REQUIREMENTS:
Rewrite the records from the line with "Dataset class: wooden fence." to the line with "[36,3,152,19]" as a two-column CSV with the header record_text,answer and one row per record. Put each record's text and its answer in their own quoted field, with any line breaks replaced by spaces.

Lines of data:

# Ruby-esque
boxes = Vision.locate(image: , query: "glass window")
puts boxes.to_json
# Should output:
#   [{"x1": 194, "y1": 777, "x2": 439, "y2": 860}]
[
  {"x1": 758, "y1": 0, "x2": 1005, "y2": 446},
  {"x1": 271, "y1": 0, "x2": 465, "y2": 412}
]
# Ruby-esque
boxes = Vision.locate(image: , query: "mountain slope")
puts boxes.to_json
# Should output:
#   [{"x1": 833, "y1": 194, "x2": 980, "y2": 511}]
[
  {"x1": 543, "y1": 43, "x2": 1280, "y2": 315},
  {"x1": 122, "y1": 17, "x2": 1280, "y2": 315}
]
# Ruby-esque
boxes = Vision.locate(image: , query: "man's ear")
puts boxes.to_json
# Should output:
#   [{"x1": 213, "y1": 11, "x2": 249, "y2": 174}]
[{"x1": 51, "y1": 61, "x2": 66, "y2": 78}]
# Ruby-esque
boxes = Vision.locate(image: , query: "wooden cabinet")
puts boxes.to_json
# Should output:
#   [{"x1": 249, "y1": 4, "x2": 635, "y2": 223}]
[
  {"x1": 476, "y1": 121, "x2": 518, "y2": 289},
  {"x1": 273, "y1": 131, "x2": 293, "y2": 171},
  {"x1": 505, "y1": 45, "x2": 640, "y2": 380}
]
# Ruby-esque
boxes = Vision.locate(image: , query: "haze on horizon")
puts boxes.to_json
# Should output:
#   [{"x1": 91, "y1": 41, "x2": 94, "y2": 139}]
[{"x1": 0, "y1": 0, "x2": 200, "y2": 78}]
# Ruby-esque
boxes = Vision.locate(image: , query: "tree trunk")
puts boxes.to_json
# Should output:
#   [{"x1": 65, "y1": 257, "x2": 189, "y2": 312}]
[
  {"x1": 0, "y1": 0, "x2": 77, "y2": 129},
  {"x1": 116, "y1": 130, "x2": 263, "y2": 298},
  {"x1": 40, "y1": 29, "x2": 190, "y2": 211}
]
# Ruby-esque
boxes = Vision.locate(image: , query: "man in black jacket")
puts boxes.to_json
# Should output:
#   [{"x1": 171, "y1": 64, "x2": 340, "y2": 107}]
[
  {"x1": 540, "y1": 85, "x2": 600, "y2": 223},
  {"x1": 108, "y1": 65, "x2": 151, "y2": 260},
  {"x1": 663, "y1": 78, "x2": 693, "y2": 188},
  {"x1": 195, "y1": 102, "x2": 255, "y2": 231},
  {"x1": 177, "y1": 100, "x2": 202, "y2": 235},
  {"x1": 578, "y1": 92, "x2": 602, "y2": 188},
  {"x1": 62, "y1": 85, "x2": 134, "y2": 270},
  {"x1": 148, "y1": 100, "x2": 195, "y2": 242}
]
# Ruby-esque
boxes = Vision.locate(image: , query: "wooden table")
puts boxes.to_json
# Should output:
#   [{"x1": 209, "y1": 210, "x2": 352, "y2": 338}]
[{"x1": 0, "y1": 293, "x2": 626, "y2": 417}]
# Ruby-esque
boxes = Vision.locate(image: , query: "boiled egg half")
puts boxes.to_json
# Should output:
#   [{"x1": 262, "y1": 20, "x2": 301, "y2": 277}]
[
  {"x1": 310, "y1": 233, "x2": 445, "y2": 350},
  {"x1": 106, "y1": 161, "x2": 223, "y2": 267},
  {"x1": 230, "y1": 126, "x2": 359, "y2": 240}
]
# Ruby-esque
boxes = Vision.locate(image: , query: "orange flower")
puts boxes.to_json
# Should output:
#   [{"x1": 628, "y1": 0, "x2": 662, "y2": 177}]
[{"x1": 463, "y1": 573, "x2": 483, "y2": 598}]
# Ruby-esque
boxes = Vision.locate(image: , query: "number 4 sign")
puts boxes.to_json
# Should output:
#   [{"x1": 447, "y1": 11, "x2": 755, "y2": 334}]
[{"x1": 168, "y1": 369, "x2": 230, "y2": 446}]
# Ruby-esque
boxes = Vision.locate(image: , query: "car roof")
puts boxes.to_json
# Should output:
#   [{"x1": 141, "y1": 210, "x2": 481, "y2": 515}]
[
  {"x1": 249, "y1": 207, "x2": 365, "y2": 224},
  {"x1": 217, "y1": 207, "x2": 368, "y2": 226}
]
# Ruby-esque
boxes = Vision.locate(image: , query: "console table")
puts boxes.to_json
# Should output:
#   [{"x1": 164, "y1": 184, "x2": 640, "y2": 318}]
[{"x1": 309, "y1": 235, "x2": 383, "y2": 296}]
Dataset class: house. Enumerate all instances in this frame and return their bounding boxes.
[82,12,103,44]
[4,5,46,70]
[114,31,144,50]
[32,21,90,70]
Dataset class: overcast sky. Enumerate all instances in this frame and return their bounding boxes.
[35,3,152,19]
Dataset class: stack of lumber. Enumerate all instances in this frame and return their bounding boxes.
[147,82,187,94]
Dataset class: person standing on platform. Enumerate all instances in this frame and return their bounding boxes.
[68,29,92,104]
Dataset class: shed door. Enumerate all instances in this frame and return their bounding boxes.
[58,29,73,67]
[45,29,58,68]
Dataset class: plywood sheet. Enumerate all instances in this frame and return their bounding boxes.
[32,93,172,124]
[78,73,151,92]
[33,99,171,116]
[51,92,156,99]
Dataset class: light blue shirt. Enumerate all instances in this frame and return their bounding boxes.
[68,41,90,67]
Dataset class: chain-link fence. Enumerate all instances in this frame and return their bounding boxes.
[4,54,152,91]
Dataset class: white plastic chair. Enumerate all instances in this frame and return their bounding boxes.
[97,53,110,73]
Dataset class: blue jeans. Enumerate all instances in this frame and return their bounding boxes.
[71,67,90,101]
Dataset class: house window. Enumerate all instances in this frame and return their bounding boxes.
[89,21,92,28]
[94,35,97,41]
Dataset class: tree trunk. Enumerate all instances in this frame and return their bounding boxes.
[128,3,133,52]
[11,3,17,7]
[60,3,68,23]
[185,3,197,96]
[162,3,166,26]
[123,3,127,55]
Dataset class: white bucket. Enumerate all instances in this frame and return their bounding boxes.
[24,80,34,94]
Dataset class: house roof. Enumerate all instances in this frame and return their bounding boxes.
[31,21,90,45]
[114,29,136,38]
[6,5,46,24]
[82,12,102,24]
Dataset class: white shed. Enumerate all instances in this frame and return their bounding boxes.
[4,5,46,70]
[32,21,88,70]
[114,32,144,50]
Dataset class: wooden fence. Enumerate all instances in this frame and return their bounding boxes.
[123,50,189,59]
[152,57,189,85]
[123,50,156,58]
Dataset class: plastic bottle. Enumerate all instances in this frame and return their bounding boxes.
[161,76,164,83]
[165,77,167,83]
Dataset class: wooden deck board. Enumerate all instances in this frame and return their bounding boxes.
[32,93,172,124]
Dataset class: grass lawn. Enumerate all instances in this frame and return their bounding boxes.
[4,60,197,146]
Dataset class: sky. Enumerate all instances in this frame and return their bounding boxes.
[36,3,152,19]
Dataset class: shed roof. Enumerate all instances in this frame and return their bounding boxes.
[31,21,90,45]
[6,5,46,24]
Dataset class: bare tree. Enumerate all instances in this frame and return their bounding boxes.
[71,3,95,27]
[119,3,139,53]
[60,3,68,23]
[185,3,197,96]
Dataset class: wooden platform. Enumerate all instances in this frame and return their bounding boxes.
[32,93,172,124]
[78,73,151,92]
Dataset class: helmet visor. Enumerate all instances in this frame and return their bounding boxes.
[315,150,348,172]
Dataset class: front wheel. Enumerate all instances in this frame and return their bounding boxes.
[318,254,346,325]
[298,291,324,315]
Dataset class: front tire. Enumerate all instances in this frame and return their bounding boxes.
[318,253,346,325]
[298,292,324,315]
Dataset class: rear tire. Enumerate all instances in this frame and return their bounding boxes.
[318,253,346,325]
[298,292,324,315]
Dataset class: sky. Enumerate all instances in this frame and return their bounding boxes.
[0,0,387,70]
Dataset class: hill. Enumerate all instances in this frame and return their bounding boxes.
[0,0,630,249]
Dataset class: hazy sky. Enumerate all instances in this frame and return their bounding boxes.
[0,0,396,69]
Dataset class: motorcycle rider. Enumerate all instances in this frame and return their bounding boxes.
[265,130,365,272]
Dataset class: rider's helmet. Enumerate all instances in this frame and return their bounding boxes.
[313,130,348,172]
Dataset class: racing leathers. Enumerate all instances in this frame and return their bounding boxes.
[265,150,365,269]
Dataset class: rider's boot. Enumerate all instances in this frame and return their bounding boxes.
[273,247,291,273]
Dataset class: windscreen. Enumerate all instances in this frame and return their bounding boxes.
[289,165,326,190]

ANSWER IN FULL:
record_text,answer
"Dataset class: wooden fence. Enumerate all instances in this frame and return their bounding boxes.","[123,50,189,59] [152,57,189,85] [123,50,156,58]"
"Dataset class: plastic bottle. Enumerate all instances in this frame and return their bounding boxes.","[161,76,164,83] [165,77,167,83]"
"Dataset class: wooden deck board. Enumerate all instances in this frame and return their bounding boxes.","[32,93,172,124]"
"Dataset class: grass lawn. Enumerate all instances in this frame and return their bounding boxes.","[4,60,197,146]"
"Dataset class: sky. Enumerate all instances in this frame and return their bounding boxes.","[36,3,152,19]"